EXERCISE AIM ::
Return every one of the records below verbatim, line by line, but leave the pictures out of your answer.

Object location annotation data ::
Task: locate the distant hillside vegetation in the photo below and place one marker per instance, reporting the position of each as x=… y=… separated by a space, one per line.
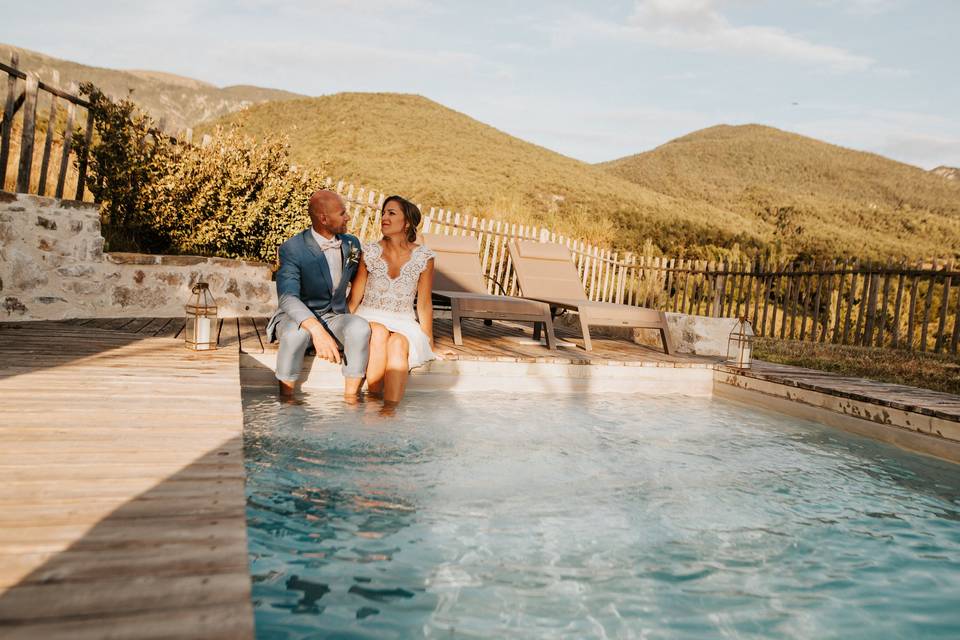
x=950 y=173
x=182 y=101
x=823 y=199
x=440 y=157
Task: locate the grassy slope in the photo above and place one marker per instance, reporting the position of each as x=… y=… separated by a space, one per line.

EXERCISE ANSWER ::
Task: locate the distant hillside vegetation in the photo below and place one marker per instance, reporting the position of each as x=… y=… separated by a space, one per line.
x=950 y=173
x=182 y=101
x=823 y=199
x=440 y=157
Task: locate the grassy slope in the photo above and place one marker per instance, reporting the position of each as x=… y=… separated by a space, one per line.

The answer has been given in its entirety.